Passage given:
Re: [PATCH v1] convert: add support for 'encoding' attribute

Johannes Sixt <j6t@xxxxxxxx> · Mon, 11 Dec 2017 21:47:24 +0100

Am 11.12.2017 um 16:50 schrieb lars.schneider@xxxxxxxxxxxx:
From: Lars Schneider <larsxschneider@xxxxxxxxx>

Git and its tools (e.g. git diff) expect all text files in UTF-8
encoding. Git will happily accept content in all other encodings, too,
but it might not be able to process the text (e.g. viewing diffs or
changing line endings).

Add an attribute to tell Git what encoding the user has defined for a
given file. If the content is added to the index, then Git converts the
content to a canonical UTF-8 representation. On checkout Git will
reverse the conversion.

Reviewed-by: Patrick Lühne <patrick@xxxxxxxxx>
Signed-off-by: Lars Schneider <larsxschneider@xxxxxxxxx>
---

Hi,

here is a WIP patch to add text encoding support for files encoded with
something other than UTF-8 [RFC].

Available data:
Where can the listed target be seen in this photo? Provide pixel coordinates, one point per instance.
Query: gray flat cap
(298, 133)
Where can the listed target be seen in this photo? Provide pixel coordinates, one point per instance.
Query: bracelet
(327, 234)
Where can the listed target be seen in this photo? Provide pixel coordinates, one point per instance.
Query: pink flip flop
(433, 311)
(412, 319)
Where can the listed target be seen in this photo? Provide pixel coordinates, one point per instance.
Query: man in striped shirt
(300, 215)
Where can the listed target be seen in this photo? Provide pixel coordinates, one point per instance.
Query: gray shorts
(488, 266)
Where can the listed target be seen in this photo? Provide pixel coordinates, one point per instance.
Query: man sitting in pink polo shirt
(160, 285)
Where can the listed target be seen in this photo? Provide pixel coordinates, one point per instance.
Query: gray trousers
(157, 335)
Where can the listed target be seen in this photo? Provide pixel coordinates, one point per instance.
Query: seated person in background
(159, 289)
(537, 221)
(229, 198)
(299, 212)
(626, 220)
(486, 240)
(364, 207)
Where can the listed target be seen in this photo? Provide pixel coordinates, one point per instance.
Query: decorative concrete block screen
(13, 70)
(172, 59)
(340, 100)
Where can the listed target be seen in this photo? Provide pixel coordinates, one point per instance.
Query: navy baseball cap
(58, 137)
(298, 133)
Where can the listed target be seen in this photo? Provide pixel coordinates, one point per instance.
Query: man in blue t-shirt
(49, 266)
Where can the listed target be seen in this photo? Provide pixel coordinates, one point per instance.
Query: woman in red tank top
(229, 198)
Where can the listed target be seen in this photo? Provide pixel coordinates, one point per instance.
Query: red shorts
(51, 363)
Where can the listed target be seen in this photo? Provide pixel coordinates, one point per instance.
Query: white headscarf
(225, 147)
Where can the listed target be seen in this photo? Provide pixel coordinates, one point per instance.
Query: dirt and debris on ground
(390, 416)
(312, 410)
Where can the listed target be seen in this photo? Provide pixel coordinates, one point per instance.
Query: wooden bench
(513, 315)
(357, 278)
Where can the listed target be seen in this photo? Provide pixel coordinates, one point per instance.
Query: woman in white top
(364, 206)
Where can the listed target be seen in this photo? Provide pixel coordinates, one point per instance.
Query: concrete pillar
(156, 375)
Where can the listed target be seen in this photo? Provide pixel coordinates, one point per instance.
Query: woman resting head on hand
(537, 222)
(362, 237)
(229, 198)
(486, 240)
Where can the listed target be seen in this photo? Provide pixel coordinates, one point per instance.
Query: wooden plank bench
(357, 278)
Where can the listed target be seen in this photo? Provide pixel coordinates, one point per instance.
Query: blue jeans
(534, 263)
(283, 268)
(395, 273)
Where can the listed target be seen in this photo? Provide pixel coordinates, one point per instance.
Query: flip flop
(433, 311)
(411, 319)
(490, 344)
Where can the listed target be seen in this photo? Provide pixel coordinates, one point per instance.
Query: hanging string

Exercises to complete:
**1)** List each line of the listing that contains the string "pink". Match case exactly.
**2)** Continue the email about the Git encoding patch, picking up after its last sentence.

Answers to the tasks:
**1)**
Query: pink flip flop
Query: man sitting in pink polo shirt

**2)**
The 'encoding' attribute is already used to view blobs in gitk. That
could be a problem as the content is stored in Git with the defined
encoding. This patch would interpret the content as UTF-8 encoded and

This will be a major drawback for me because my code base stores text 
files that are not UTF-8 encoded. And I do use the existing 'encoding' 
attribute to view the text in git-gui and gitk. Repurposing this 
attribute name is not an option, IMO.

it would try to reencode it to the defined encoding on checkout > Plus, many repos define the attribute very broad (e.g. "* 
encoding=cp1251").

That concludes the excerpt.